Extract to read =
Sunday, January 24, 2010

The Post Office

At 1pm, I go to the post office in central Mindelo, near the harbour.

The mob I'd seen earlier is gone. In fact, no one is there at all except for several attendants. I walk up to the first one and present a Whole Foods paper bag containing four brownie mixes, a can of pumpkin pureé, a bag of brown sugar, a bag of chocolate chips, a chocolate bar, 60 tablets of lactaid, a bottle each of barbecue sauce and Tabasco, and a box of chocolates.

"Good afternoon," I say in Creole. "All good?"

"All good."

"Good. I need to ship everything in this bag. Do you sell a big enough box?"

"How much stuff is it?"

"It's all the stuff in this bag." Realizing that she can't tell how full the bag is, I swing it around to a low side counter and try to support it from the bottom so I can tilt it toward her. When I do that, though, the top crumples in where my hand is supporting it, blocking her view anyway. Of course, she could have just stood up to look inside, but maybe that's asking too much. Maybe she's paraplegic. Maybe she thinks I have rotten eggs in there. I've never shipped a package in this country before, so I certainly don't know the routine.

I cut to the chase. "The bag is mostly full," I explain. "And it's pretty heavy. I probably need your biggest box." She still seems interested in knowing what I'm going to ship, so I start removing items from the bag and stacking them on the counter. She shakes her head — not to me, but to herself, in dissatisfaction — when I pull out the third and fourth box of brownie mix. I get a much livelier reaction with the barbecue sauce.

"No, no, no, no, no," she says as she grabs the bottle to inspect it. "This can't go. No, no, no," she continues, now shaking her head in my direction.

"But it's plastic!" I protest. "It's completely sealed, it's durable," and heck, it probably bounces. I start thinking of the posters in U.S. Post Offices that list all the items you can't send: firearms, pressurized gas containers, chemist-grade acids, and so on. I start to appreciate what a reasonably limited list it is.

Work instruction A = Put the lines of the listing, starting at its first line and ending at the line containing "rough mask: <svg", into a JSON list of strings with one string per line and blank lines omitted.
The text above and the listing that follows have no connection to each other.

Stored records
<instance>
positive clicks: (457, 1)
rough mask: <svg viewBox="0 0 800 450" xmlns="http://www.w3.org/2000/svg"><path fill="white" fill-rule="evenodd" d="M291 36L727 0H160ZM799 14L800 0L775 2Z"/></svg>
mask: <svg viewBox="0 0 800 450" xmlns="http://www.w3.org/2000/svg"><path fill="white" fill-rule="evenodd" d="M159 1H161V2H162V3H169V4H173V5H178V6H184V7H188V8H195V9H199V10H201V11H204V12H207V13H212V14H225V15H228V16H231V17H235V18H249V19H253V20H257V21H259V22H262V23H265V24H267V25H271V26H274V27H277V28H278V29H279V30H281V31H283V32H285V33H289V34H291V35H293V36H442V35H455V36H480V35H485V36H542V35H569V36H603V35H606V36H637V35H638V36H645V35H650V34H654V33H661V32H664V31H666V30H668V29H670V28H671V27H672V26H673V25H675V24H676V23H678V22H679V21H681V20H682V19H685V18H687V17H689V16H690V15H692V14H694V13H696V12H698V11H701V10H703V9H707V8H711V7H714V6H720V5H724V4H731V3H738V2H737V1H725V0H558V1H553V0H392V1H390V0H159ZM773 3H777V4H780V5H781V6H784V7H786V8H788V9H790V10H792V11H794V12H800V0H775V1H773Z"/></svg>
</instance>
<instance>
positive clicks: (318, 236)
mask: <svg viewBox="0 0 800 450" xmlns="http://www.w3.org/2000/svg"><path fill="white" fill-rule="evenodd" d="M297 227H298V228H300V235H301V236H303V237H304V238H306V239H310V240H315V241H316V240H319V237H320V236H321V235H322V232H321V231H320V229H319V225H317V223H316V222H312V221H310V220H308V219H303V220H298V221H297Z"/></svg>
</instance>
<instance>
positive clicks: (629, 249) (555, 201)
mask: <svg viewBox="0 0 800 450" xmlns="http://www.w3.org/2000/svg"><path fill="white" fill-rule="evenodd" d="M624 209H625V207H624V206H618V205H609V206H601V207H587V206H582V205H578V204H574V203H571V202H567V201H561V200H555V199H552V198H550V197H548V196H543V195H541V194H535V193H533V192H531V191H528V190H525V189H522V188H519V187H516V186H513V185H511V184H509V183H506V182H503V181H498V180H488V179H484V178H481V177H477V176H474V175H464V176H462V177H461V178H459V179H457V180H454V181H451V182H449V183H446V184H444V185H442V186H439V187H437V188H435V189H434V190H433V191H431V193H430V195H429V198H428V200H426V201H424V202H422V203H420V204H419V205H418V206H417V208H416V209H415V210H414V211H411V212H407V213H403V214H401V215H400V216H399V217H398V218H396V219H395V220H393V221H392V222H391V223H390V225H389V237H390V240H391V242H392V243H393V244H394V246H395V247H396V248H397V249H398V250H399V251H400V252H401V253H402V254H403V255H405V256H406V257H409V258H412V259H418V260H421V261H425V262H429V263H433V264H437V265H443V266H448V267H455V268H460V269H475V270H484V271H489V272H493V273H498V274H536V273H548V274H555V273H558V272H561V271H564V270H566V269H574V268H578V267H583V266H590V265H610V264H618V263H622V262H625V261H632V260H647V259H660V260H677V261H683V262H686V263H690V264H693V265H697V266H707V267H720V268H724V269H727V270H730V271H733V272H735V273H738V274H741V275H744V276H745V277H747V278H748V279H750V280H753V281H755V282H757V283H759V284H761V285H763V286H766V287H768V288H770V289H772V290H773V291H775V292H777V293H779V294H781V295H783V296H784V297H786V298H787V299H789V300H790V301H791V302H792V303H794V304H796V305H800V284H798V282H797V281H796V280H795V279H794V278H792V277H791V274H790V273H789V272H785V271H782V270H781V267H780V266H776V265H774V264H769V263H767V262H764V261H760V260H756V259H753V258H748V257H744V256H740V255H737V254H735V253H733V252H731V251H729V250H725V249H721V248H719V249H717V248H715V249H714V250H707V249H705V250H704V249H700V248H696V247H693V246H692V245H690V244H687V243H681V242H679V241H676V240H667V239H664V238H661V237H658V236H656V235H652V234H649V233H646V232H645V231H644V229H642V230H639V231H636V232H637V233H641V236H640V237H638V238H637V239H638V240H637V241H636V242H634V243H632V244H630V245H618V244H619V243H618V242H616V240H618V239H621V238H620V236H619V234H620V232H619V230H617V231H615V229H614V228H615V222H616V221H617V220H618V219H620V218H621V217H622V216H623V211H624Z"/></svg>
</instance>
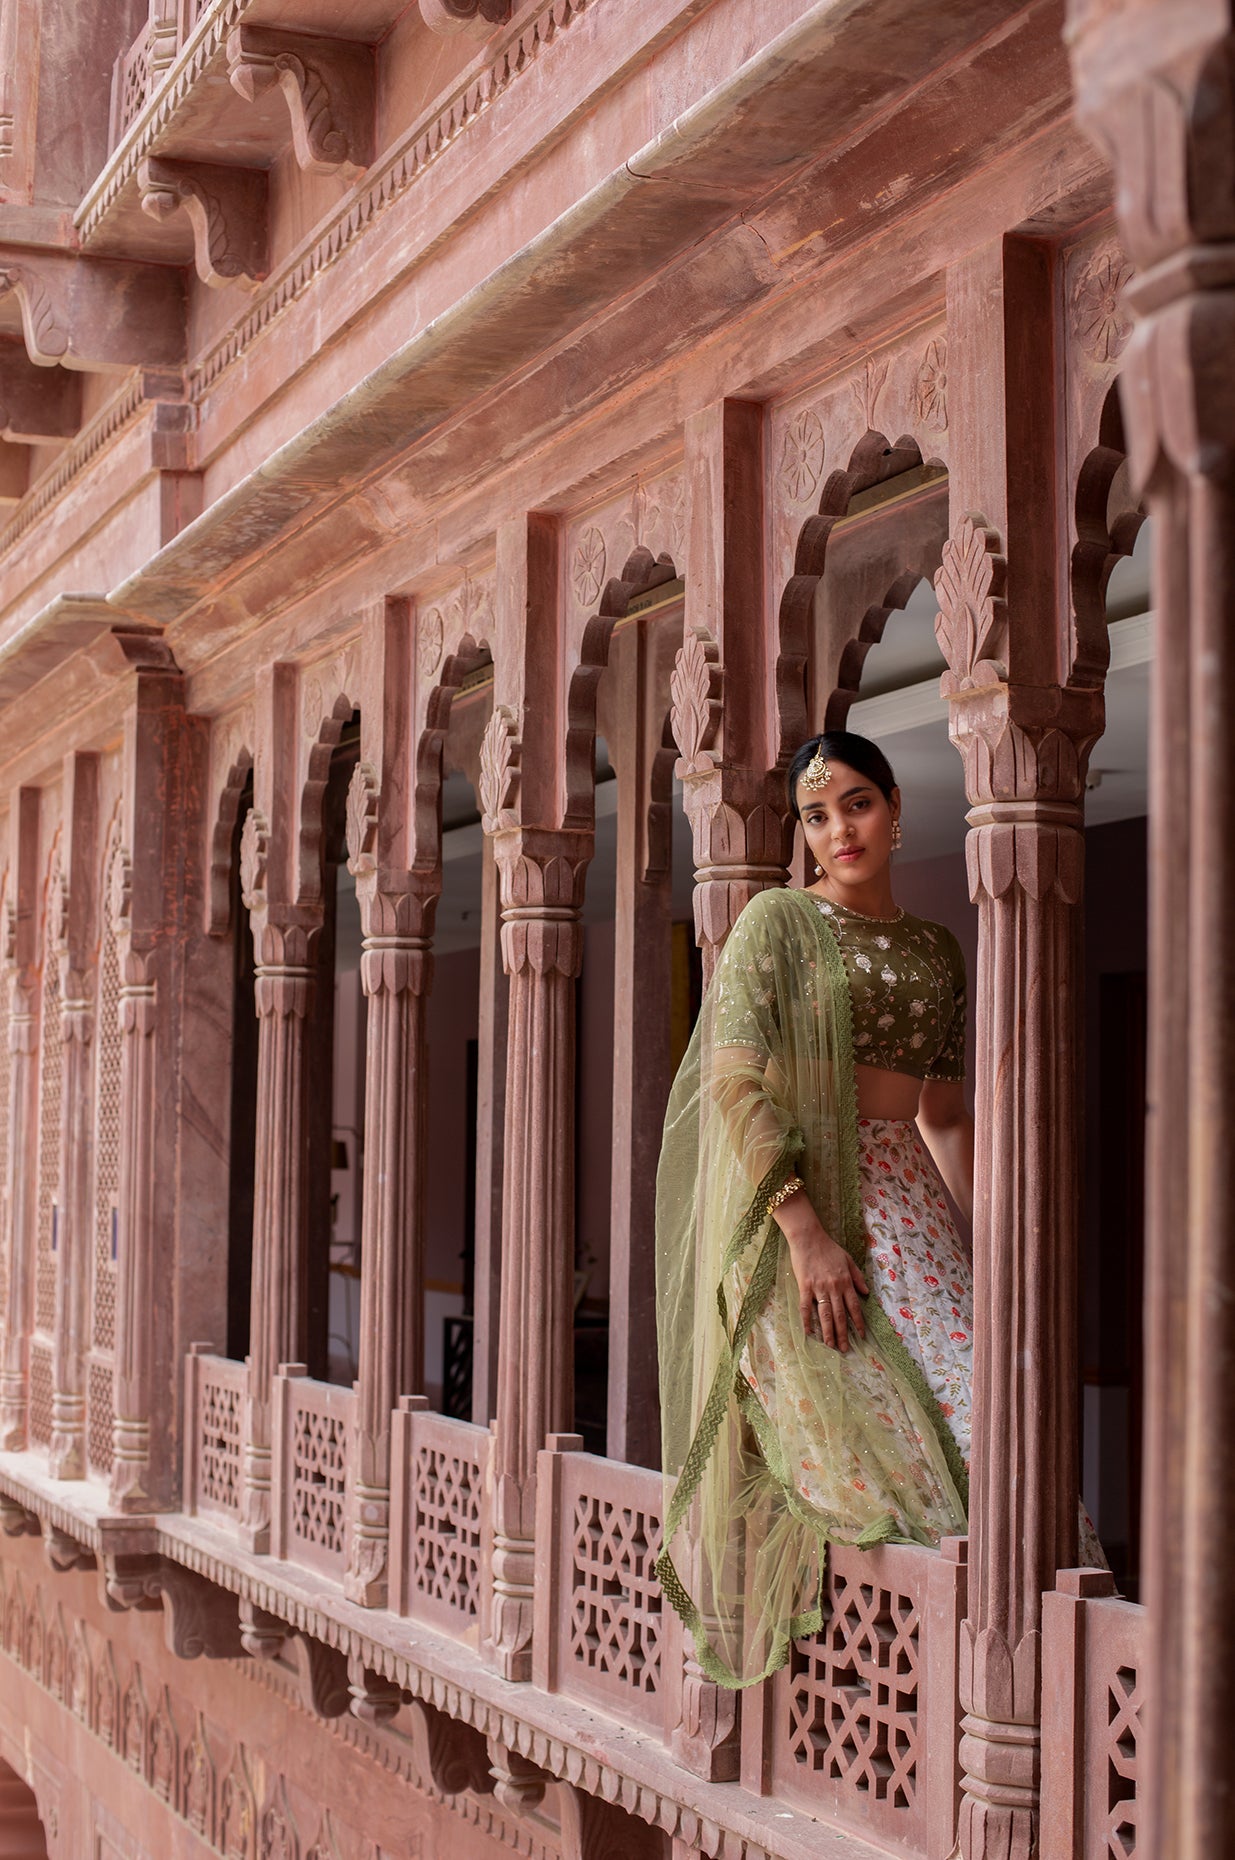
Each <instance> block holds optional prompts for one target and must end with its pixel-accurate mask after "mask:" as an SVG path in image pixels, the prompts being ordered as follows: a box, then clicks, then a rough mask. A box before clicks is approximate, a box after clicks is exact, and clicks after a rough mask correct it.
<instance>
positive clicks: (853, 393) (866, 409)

Work instruction B =
Answer these questions about the post office account:
(i) At what time does the narrator go to the post office?
(ii) What kind of paper bag holds the items to be shipped?
(iii) Which item does the attendant say can't go?

Exercise solution A =
[
  "<instance>",
  "positive clicks: (457, 1)",
  "rough mask: <svg viewBox=\"0 0 800 450\" xmlns=\"http://www.w3.org/2000/svg\"><path fill=\"white\" fill-rule=\"evenodd\" d=\"M291 36L727 0H160ZM799 14L800 0L775 2Z\"/></svg>"
]

Exercise solution B =
(i) At 1pm.
(ii) A Whole Foods paper bag.
(iii) The bottle of barbecue sauce.